EXERCICES PROPOSÉS:
a. Condensez le paragraphe de la lettre à Voltaire qui commence par « Reste à faire triompher Rome et Ciceron », en gardant ses idées principales.
b. Poursuivez la lettre à Voltaire à partir de sa dernière phrase.

EXTRAIT DU DOCUMENT:
┏━━
1751-10-13, de Augustin Louis Marie Texada, marquis de Ximénès à Voltaire [François Marie Arouet].

(Je mets mon Xà la tête au lieu de la mettre à la fin de ma lettre).

Enfin vous triomphez des cœurs et de l'Envie.
Mahomet, comme un dieu, règne sur nos esprits
Et trouve, par votre art, au milieu de Paris
Autant d'adorateurs qu'il en eut dans L'Asie.

Reste à faire triompher Rome et Ciceron. Ce prince des orateurs mérite bien d'être vangé, et par qui peut-il l'être aussi bien que par vous? pourrait-il remettre sa cause en de meilleures mains? Cependant je ne sais si tout grand homme que fut Ciceron il seroit bien content d'être défendu par vous. Un pareil défenseur, ressemble assez (du moins en un point) à ces maires du palais qui laissoient à des roys oisifs et fainéants des titres pompeux et inutiles, quand ils s'en approprioient toute l'autorité.

Quoy qu'il en soit, je ne suis point inquiet de votre ouvrage, mais bien de vos acteurs.

Vous faites penser Ciceron et Cesar, mais qui les fera parler?
┗━━
MATÉRIEL PRÉSENTÉ:
┏━━
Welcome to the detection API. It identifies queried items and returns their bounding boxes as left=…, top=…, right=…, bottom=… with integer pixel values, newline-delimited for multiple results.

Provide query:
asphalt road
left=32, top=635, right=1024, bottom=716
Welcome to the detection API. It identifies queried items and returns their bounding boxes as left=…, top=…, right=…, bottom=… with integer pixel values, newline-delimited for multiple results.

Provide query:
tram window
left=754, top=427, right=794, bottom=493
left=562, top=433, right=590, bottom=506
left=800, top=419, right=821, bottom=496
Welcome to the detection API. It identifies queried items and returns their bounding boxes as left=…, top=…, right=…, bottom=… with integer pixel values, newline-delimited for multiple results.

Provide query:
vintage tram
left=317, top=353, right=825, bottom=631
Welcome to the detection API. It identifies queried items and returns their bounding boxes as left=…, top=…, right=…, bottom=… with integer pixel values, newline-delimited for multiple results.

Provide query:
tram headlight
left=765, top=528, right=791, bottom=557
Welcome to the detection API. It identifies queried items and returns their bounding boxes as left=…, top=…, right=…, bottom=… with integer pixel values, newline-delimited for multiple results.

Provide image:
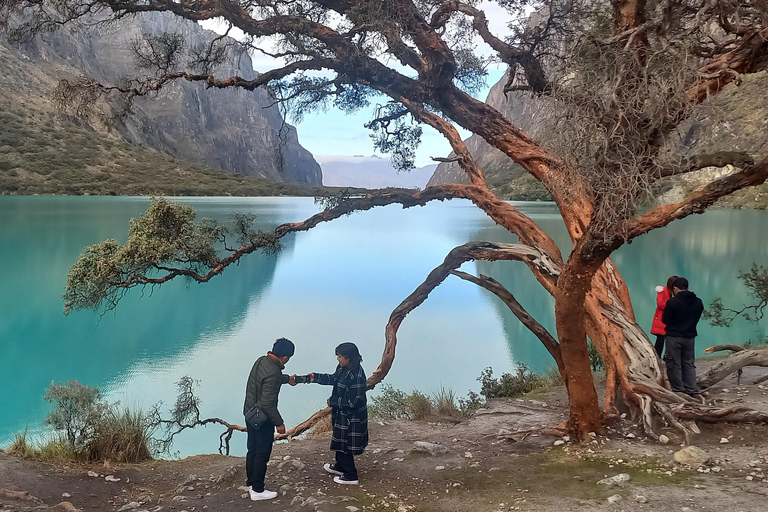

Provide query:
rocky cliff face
left=6, top=13, right=322, bottom=185
left=427, top=74, right=549, bottom=200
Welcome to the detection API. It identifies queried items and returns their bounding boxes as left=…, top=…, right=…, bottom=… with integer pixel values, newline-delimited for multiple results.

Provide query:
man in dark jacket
left=243, top=338, right=296, bottom=501
left=661, top=277, right=704, bottom=398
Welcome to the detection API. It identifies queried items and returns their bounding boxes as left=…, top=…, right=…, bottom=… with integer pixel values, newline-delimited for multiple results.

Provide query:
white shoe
left=248, top=489, right=277, bottom=501
left=333, top=475, right=358, bottom=485
left=323, top=464, right=344, bottom=476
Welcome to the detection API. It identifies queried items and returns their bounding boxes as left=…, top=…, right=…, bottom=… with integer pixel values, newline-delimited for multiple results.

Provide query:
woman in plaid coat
left=309, top=343, right=368, bottom=484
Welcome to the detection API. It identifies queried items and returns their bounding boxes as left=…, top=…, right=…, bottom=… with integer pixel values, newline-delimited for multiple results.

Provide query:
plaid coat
left=315, top=365, right=368, bottom=455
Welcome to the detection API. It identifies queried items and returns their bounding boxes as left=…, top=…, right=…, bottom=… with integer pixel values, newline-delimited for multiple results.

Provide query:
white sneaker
left=248, top=489, right=277, bottom=501
left=323, top=464, right=344, bottom=476
left=333, top=475, right=358, bottom=485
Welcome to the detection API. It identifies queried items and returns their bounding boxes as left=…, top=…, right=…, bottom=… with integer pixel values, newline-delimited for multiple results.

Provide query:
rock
left=51, top=501, right=82, bottom=512
left=413, top=441, right=448, bottom=457
left=181, top=475, right=200, bottom=485
left=597, top=473, right=629, bottom=485
left=213, top=466, right=238, bottom=484
left=674, top=445, right=710, bottom=467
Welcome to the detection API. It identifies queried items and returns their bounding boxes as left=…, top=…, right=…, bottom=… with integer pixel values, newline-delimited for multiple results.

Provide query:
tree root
left=696, top=345, right=768, bottom=389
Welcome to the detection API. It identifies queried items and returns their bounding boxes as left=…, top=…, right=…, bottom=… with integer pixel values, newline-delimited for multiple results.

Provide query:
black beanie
left=336, top=341, right=363, bottom=364
left=272, top=338, right=296, bottom=357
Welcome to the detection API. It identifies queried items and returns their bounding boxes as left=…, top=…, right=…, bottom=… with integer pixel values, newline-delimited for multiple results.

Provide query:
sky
left=202, top=0, right=509, bottom=167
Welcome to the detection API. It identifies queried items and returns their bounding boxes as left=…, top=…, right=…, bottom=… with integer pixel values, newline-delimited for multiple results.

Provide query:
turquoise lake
left=0, top=196, right=768, bottom=455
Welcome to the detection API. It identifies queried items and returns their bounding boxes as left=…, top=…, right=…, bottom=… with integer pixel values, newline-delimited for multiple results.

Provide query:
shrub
left=38, top=380, right=155, bottom=462
left=477, top=363, right=549, bottom=400
left=43, top=380, right=109, bottom=452
left=368, top=384, right=410, bottom=419
left=587, top=341, right=605, bottom=372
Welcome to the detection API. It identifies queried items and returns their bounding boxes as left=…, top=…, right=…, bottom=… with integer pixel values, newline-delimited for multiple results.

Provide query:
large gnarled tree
left=9, top=0, right=768, bottom=438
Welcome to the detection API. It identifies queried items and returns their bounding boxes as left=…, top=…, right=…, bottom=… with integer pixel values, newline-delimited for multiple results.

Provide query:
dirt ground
left=0, top=359, right=768, bottom=512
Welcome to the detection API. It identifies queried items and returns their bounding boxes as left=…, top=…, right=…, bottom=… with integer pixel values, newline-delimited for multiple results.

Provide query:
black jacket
left=243, top=355, right=288, bottom=427
left=661, top=290, right=704, bottom=338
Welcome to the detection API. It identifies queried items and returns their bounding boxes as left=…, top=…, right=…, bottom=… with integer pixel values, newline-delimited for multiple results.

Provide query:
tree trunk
left=555, top=261, right=602, bottom=440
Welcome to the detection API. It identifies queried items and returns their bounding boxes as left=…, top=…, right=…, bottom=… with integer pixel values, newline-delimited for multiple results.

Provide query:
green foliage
left=62, top=197, right=280, bottom=314
left=477, top=363, right=550, bottom=400
left=43, top=380, right=109, bottom=452
left=39, top=381, right=154, bottom=462
left=703, top=264, right=768, bottom=327
left=365, top=102, right=422, bottom=171
left=587, top=341, right=605, bottom=372
left=368, top=384, right=484, bottom=420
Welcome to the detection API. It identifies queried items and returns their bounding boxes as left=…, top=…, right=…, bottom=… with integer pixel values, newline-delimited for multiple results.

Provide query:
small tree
left=43, top=380, right=109, bottom=453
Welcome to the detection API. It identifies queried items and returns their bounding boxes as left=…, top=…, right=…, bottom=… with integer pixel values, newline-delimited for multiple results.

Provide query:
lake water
left=0, top=196, right=768, bottom=455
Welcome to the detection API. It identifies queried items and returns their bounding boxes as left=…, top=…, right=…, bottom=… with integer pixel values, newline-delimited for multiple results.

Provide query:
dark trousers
left=245, top=420, right=275, bottom=492
left=336, top=452, right=357, bottom=480
left=664, top=336, right=699, bottom=396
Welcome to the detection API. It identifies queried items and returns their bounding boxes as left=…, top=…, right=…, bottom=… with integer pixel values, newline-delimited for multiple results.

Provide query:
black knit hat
left=272, top=338, right=296, bottom=357
left=336, top=341, right=363, bottom=364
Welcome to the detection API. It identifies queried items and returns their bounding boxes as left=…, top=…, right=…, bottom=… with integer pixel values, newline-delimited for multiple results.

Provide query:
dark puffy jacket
left=243, top=355, right=288, bottom=427
left=661, top=290, right=704, bottom=338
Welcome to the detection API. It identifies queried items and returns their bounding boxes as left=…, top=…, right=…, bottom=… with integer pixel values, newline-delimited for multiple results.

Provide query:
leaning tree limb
left=368, top=242, right=560, bottom=387
left=696, top=349, right=768, bottom=389
left=451, top=270, right=565, bottom=375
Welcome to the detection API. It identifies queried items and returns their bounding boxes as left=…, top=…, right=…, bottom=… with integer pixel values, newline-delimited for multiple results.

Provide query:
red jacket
left=651, top=286, right=670, bottom=336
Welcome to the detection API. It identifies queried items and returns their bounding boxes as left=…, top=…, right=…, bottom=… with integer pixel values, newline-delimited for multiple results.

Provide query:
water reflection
left=0, top=197, right=768, bottom=454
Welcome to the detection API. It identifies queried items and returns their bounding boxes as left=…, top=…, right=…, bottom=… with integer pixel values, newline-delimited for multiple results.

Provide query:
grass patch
left=404, top=449, right=689, bottom=512
left=368, top=384, right=482, bottom=421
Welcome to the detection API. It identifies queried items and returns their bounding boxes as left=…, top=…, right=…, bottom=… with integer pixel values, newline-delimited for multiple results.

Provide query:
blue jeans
left=245, top=420, right=275, bottom=492
left=664, top=336, right=699, bottom=396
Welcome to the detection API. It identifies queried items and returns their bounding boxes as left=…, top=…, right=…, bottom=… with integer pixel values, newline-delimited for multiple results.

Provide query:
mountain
left=0, top=13, right=322, bottom=185
left=316, top=155, right=437, bottom=188
left=428, top=71, right=768, bottom=209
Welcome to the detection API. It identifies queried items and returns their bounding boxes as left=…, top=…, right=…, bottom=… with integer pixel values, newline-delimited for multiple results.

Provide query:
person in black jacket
left=309, top=343, right=368, bottom=484
left=243, top=338, right=296, bottom=501
left=661, top=277, right=704, bottom=398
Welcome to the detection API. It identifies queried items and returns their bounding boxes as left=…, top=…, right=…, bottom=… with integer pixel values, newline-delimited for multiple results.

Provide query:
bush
left=477, top=363, right=550, bottom=400
left=43, top=380, right=109, bottom=452
left=587, top=341, right=605, bottom=372
left=38, top=380, right=154, bottom=462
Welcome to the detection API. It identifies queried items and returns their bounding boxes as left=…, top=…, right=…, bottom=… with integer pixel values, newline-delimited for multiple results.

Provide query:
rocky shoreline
left=0, top=358, right=768, bottom=512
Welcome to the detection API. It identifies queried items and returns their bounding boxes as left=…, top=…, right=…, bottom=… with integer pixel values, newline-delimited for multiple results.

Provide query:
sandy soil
left=0, top=360, right=768, bottom=512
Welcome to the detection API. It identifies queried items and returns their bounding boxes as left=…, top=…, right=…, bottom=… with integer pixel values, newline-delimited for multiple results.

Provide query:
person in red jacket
left=651, top=276, right=677, bottom=357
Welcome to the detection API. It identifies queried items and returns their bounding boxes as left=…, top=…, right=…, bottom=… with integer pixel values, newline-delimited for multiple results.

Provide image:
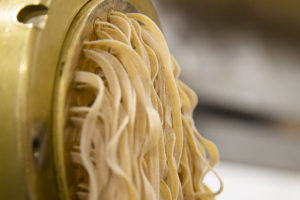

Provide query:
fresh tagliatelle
left=67, top=12, right=223, bottom=200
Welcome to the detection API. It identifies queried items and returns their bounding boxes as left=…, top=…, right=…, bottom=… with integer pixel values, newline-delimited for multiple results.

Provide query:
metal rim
left=53, top=0, right=158, bottom=199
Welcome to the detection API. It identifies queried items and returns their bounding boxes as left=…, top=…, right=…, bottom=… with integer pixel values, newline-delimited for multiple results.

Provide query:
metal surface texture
left=0, top=0, right=158, bottom=200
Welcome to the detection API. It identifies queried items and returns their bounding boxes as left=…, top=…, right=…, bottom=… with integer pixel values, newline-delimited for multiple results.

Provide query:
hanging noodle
left=70, top=12, right=223, bottom=200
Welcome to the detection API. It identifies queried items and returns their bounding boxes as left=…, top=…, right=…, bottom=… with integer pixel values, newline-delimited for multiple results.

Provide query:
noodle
left=69, top=12, right=223, bottom=200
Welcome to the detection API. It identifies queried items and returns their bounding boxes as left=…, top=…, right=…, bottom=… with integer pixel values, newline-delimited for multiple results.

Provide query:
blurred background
left=153, top=0, right=300, bottom=200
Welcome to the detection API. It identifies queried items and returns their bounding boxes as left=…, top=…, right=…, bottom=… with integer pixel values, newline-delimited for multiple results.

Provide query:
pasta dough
left=68, top=12, right=222, bottom=200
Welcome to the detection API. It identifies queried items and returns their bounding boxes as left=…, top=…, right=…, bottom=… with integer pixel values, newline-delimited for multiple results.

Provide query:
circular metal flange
left=54, top=0, right=158, bottom=199
left=0, top=0, right=158, bottom=200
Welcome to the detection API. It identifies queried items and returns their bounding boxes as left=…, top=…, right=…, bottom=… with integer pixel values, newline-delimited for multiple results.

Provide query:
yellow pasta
left=68, top=12, right=223, bottom=200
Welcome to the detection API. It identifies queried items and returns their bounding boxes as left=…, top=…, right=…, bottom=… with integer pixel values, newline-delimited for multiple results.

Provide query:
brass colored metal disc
left=0, top=0, right=158, bottom=200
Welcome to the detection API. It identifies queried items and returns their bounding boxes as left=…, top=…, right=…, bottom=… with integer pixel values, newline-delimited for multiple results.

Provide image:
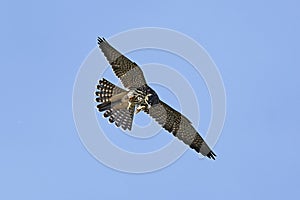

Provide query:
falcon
left=95, top=37, right=216, bottom=159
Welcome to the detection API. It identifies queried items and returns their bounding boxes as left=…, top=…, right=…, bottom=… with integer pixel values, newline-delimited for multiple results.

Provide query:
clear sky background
left=0, top=0, right=300, bottom=200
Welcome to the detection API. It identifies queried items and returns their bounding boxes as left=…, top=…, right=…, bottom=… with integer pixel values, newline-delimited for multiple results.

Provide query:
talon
left=127, top=102, right=131, bottom=110
left=135, top=105, right=146, bottom=114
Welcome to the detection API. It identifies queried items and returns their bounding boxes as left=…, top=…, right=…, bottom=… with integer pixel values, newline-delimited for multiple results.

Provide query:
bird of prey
left=95, top=37, right=216, bottom=159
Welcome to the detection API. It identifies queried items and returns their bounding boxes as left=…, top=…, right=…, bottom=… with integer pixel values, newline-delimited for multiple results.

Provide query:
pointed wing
left=147, top=101, right=216, bottom=159
left=95, top=79, right=134, bottom=130
left=98, top=37, right=146, bottom=89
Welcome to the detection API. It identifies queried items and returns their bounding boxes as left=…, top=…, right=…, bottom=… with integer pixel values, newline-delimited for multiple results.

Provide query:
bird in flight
left=95, top=37, right=216, bottom=159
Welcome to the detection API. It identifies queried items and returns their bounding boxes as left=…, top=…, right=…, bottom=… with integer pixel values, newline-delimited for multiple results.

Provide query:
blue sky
left=0, top=0, right=300, bottom=200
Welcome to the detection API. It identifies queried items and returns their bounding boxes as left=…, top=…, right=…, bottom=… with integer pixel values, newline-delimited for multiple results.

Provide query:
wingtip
left=97, top=37, right=106, bottom=45
left=206, top=151, right=217, bottom=160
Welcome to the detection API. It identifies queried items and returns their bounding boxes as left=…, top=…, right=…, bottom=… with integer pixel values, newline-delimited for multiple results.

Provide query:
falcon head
left=145, top=87, right=159, bottom=109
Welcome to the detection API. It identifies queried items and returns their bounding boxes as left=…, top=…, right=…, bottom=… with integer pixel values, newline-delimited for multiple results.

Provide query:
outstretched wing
left=98, top=37, right=146, bottom=89
left=146, top=101, right=216, bottom=159
left=95, top=78, right=134, bottom=130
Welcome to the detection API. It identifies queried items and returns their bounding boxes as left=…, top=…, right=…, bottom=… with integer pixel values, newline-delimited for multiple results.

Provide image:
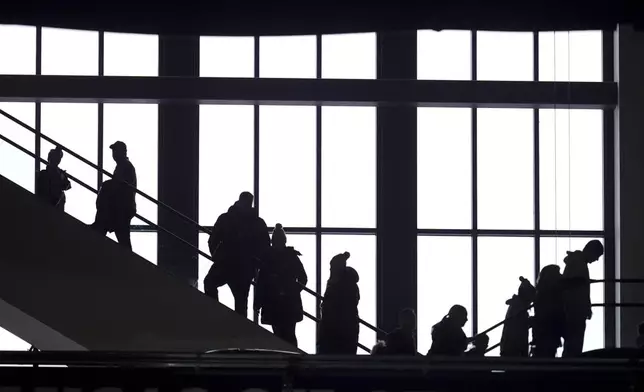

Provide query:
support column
left=157, top=35, right=199, bottom=286
left=377, top=31, right=417, bottom=331
left=615, top=26, right=644, bottom=347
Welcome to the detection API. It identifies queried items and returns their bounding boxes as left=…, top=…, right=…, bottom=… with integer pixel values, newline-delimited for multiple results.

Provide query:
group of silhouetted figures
left=36, top=142, right=604, bottom=357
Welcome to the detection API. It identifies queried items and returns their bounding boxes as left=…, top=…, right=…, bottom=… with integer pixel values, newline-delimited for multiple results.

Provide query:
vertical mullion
left=471, top=30, right=478, bottom=335
left=96, top=31, right=105, bottom=189
left=532, top=31, right=541, bottom=284
left=602, top=30, right=618, bottom=347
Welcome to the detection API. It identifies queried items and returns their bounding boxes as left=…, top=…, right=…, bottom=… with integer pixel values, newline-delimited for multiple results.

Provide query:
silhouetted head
left=331, top=252, right=351, bottom=276
left=110, top=142, right=127, bottom=163
left=583, top=240, right=604, bottom=263
left=398, top=308, right=416, bottom=331
left=447, top=305, right=467, bottom=328
left=271, top=223, right=286, bottom=248
left=47, top=147, right=63, bottom=167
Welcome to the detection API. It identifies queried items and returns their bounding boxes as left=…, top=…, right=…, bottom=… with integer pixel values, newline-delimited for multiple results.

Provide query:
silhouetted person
left=465, top=333, right=490, bottom=357
left=317, top=252, right=360, bottom=354
left=427, top=305, right=467, bottom=356
left=532, top=264, right=566, bottom=358
left=204, top=192, right=271, bottom=317
left=254, top=223, right=308, bottom=346
left=92, top=142, right=137, bottom=250
left=563, top=240, right=604, bottom=357
left=36, top=147, right=72, bottom=211
left=385, top=309, right=416, bottom=355
left=501, top=276, right=536, bottom=357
┗━━
RÉPONSES ATTENDUES:
a. Il reste à faire triompher Rome et Cicéron. Ce prince des orateurs mérite d'être vengé, et nul ne peut mieux le faire que Voltaire. L'auteur doute pourtant que Cicéron soit content d'un tel défenseur. Il le compare aux maires du palais, qui laissaient à des rois oisifs des titres pompeux et inutiles tout en s'appropriant toute l'autorité.

b.
Votre rôle D'Aurelie surtout me fait trembler. En vérité une Romaine et une Romaine épouse de Catilina ne ressemble guères à la jeune et tendre Zaire, à la naïve Lucinde ny à l'impatiente Zeneide, et ne doit pas s'exprimer comme elles. Voilà cependant les seuls rôles où mlle Gaussin ait mérité par son talent des applaudissements, qu'elle a dû, dans sa jeunesse, à ses amants et à ses charmes que vous ne reconnoitriez plus.

Vous voyez que je romps le silence avec courage sur un article assez délicat. Mais je suis trop de vos amis pour ne pas vous parler avec cette liberté.

Je puis me tromper, mais je ne vous trompe sûrement point.

Vous avez des amis qui vous aiment pour eux, moy je vous aime pour vous.

Leurs intérêts particuliers quelquefois les font parler, le vôtre seul m'inspire.

Je sais d'ailleurs les engagements que vous avez avec madlle Gaussin, mais je sais encor mieux que quand on a fait une faute il n'en faut point faire deux si l'on peut. Je voudrois avoir toujours pensé de même.

Je crois que vous avez mal fait de luy donner votre Aurelie, mais que vous feriez plus mal de la luy laisser.

Je vous répète encor que vous me trouverez bien téméraire de décider aussi hardiment, mais je connois trop le rôle d'Aurelie et la monotonie de Gaussin pour ne pas vous ouvrir les yeux fermés peut-être par la prévention ou par la reconnaissance. Car mlle Gaussin vous aime et d'ailleurs c'est une très bonne et très jolie personne, pourvû qu'elle s'en tienne à son comique.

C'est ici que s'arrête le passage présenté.